[Rows from a pointing dataset]

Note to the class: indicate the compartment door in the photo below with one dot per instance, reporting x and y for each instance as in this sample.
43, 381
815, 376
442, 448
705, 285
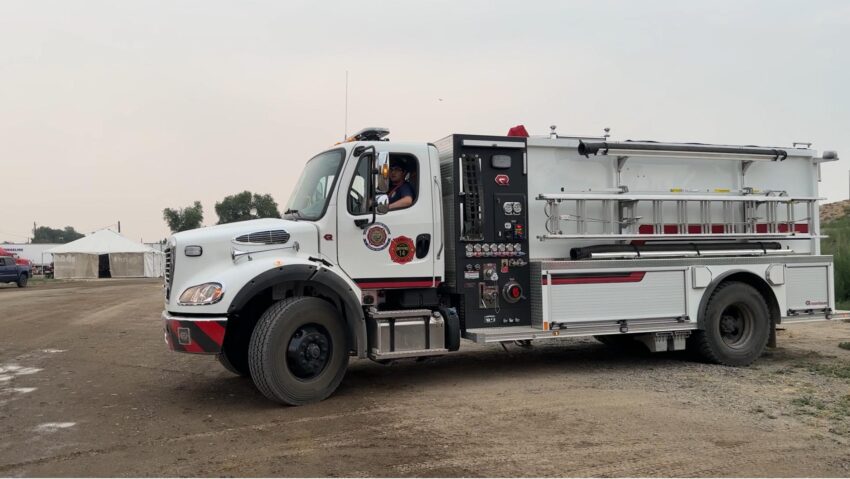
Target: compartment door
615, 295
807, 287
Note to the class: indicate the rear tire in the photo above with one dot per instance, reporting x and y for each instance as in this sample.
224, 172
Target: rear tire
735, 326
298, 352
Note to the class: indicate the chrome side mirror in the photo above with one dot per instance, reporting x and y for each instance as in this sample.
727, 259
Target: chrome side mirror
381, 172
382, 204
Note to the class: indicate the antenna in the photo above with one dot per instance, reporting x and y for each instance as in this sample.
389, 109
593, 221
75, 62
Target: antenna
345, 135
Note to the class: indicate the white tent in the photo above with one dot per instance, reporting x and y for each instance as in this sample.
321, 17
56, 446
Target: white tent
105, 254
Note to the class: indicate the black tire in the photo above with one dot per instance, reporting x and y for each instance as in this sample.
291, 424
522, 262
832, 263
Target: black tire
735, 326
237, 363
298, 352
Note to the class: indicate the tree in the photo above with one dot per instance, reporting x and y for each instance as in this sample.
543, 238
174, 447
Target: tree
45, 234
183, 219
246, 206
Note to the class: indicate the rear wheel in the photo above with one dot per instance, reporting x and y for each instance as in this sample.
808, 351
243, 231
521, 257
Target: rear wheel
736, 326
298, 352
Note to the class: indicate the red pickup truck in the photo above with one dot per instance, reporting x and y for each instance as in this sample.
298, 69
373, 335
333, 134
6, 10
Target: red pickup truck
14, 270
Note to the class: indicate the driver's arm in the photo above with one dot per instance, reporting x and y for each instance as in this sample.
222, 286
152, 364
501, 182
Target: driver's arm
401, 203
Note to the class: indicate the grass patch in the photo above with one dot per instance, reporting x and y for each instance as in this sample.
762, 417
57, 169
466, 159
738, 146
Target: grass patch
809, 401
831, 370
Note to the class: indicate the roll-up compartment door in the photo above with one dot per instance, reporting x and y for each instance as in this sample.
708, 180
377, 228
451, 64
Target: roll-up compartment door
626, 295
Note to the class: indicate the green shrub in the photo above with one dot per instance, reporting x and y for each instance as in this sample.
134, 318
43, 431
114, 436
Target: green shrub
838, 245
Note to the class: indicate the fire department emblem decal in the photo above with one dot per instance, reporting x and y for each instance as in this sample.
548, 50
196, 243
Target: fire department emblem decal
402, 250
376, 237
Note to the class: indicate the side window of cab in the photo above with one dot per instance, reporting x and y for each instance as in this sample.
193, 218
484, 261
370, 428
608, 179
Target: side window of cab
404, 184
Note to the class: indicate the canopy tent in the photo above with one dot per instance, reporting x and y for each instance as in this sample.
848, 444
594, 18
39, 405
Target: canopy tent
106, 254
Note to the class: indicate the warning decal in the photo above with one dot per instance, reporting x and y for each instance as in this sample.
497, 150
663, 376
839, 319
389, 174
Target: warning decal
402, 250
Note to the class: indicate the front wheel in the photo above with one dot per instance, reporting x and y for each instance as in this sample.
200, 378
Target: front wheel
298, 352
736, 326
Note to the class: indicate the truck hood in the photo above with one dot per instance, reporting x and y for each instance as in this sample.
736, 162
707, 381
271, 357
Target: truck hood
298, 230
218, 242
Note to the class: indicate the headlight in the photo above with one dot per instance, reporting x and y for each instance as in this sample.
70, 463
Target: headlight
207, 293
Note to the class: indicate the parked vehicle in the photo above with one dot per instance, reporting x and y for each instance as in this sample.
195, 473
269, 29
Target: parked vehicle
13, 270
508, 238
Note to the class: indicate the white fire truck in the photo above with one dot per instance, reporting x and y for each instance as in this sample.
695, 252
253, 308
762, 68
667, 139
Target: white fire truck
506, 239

Goal
Rewrite every row above, changing "Note to the class" to "Instruction" and leaving everything else as it is. Omit the pictures from your copy.

Worked solution
Instruction: indicate the compartment door in the photo below with one dot per instance, reporting x and y for each instance as in this sample.
43, 381
815, 376
442, 448
705, 285
Target: compartment door
615, 295
807, 287
Instruction: indicate the rear tire in the photo above with one dot per instance, reporting x and y for each instance as in this sample.
224, 172
Target: rear tire
735, 326
298, 352
Instruction: indicate the chrome side mirror in the photo above with one dot per instance, reporting x and y for each instance as in this sample.
727, 259
Target: chrome side mirror
381, 172
382, 204
Instruction: indicate the antenna in the photo above with one dot per instance, reporting x and y for each instance as in this sample.
389, 109
593, 221
75, 62
Target: antenna
345, 135
Instruction: indicate the white tent in the photo above with one dot per instance, reporting x and y for each instance as in this sample.
321, 17
56, 446
Target: white tent
105, 254
Instruction: indicate the black tire in the photo above with one dot per instance, reporting x and y for each instance as in this sample.
291, 424
522, 262
832, 263
Target: black tire
735, 326
237, 363
298, 352
Instruction: indicate the tree in the photo above with one dot per instance, reporting x and y for each instance as in this sample.
543, 238
174, 447
Target: tree
45, 234
183, 219
246, 206
Instruction: indicate the rear wheel in the photo above with one dot per instance, reporting x and y for each instance as in this sample.
808, 351
243, 231
521, 257
Target: rear wheel
736, 326
298, 352
Instruction: indicate the red pickup truck in the photo above with one dot per instance, reporting x and y for each instance as in this sample.
298, 69
373, 335
333, 134
6, 10
Target: red pickup truck
14, 270
Instruction: indicate the driver's arm in the photo above with one dot per instance, reporting x and y for each instance as in this sample.
222, 286
152, 364
501, 182
Target: driver's arm
401, 203
Instruction: indicate the grass patch in the photo above with one dot per instance, reporting x and y for each instance as in this sample.
762, 417
57, 169
466, 159
738, 146
Target: grass patch
809, 401
831, 370
Instruction: indicate the roll-up compartment door in the photo above with one dot per instance, reporting x and y for each instance as in this sample.
708, 180
377, 228
451, 64
Target: roll-up compartment door
626, 295
Instruction: indicate the green shrub in the photo above with one dot per instance, reporting x and y for each instance as in this sample.
134, 318
43, 431
114, 436
Target: green shrub
838, 245
Instruction: indicate the fire department emblem decal in the photo above with one dot per instance, reporting x and y for each instance as in this sample.
548, 50
196, 243
Target: fire department emblem decal
402, 250
376, 237
Instruction: indicate the side window of cab in the photo above with one dot per instance, reporting x and y for each instance as in this sample.
193, 218
484, 261
370, 428
608, 179
Target: side window of cab
404, 184
Instruction: indicate the canopy tent in the photo above with one dot per instance, reporting x and y for each instance as in this sample.
848, 444
594, 18
39, 405
Target: canopy tent
106, 254
Instruction: indicate the warning decal in the photo above with one dot per instance, reporting x and y for each instance as in this sample.
497, 150
663, 376
839, 319
389, 174
Target: warning decal
402, 250
Instruction: indicate the front wheel in the photo above with one dot per instance, reporting x and y for each instance as in this sample.
200, 378
Target: front wheel
298, 352
736, 326
Instruction: indicate the truck hood in the photo above with one dot per instance, reporting x and y for each instance as in this sample.
736, 162
707, 381
271, 357
Target: truck hood
298, 230
218, 242
Instruction: indicate the headlight in the photo above with one dot per instance, reporting x and y for each instance as in this sample.
70, 463
Target: headlight
207, 293
Instruction: indicate the parked vehicle in the photo above with one dot per instance, reporting x and y for each instance as in this sample.
195, 473
269, 29
Target: parked vehicle
13, 270
508, 238
Instruction: indicate the white fire truck in the photo above with one dot per instance, reporting x and y for each instance as in this sample.
695, 252
253, 308
762, 68
667, 139
Target: white fire truck
506, 239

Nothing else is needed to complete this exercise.